#### [Esercizi da svolgere]
[1] Secondo il brano proposto, per quanto tempo Kissinger è stato grande amico di Agnelli?
[2] Riporta ogni riga dell'elenco che contiene la stringa "woman". Le maiuscole e le minuscole contano.

#### [Brano proposto]

==*==

E'
nelle pieghe del rapporto tra Gianni Agnelli e il premio Nobel per la
Pace Henry Kissinger che si può cogliere l'aspetto più
introspettivo dell'Avvocato.
L'ex
segretario di Stato americano è stato suo grande amico per più di
trent'anni, e il forte rapporto con lui rappresentava l'ammirazione
che Agnelli nutriva per la cultura americana carica di energia e
innovazione.
L'Avvocato
visse con orgoglio la sua appartenenza culturale a Torino, eppure, fu
brillante interlocutore di una figura autorevole come Kissinger che
lo ricorda cittadino del mondo, guidato da una filosofia attenta d
principi di democrazia, apertura sociale, e innovazione.
L'Avvocato
rivendicava la sua torinesità e, nel contempo, emanava il fascino
dell'uomo globale.
In
una lunga intervista pubblicata da “La Stampa”, Kissinger traccia
l'aspetto più introspettivo e seducente dell'amico, l'introspezione
dell'uomo lontana della storia del personaggio pubblico narrata dai
libri.

==*==

#### [Dati forniti]
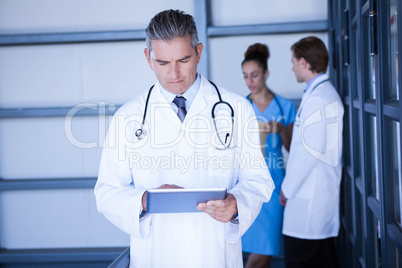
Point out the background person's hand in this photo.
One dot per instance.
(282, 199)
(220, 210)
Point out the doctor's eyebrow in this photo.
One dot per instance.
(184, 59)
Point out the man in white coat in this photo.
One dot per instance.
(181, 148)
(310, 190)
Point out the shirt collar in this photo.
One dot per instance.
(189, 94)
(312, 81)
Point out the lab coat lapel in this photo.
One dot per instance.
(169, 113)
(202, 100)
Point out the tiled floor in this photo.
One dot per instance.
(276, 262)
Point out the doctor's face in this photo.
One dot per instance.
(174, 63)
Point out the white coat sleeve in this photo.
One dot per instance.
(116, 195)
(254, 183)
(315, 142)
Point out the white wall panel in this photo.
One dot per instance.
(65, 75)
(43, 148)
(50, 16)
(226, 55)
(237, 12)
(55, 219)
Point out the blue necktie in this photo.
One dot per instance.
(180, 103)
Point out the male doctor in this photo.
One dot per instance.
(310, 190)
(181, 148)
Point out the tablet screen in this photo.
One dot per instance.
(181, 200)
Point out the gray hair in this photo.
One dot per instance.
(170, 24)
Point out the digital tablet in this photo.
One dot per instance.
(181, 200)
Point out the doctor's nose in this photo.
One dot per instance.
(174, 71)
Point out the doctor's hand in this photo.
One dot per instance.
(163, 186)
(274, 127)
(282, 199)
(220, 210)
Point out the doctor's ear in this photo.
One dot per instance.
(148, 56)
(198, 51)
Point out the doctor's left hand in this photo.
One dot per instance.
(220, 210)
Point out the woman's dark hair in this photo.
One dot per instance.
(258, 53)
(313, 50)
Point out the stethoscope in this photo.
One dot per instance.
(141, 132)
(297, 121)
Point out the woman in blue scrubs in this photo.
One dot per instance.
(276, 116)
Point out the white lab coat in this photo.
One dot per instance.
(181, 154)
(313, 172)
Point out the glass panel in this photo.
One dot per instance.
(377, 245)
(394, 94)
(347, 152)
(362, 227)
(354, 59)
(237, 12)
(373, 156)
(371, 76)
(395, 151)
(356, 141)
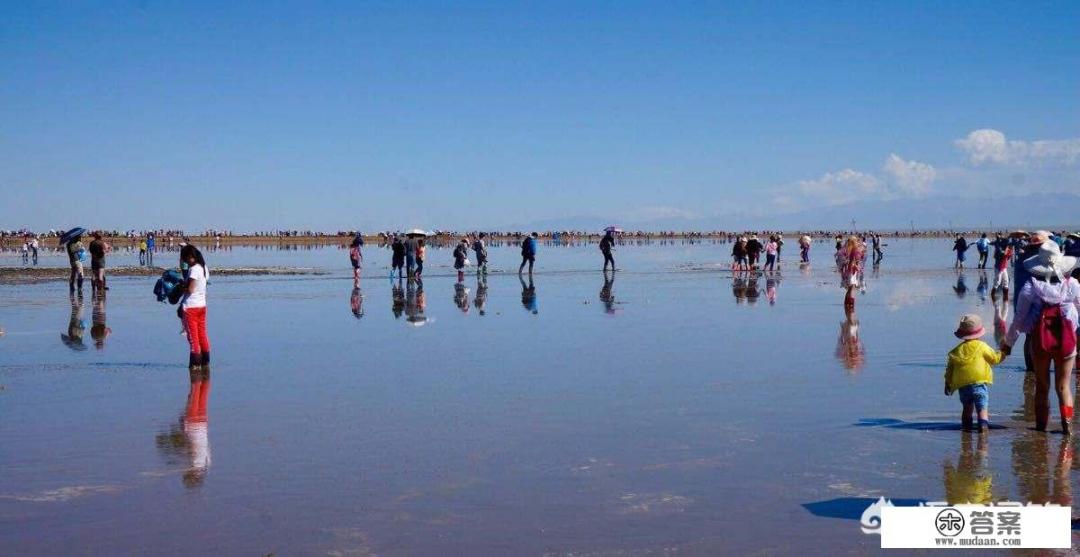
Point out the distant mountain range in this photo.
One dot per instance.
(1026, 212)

==*==

#### [Risposte complete]
[1] Per più di trent'anni.

[2]
Point out the woman's dark hair in this photo.
Point out the woman in blue scrubs in this photo.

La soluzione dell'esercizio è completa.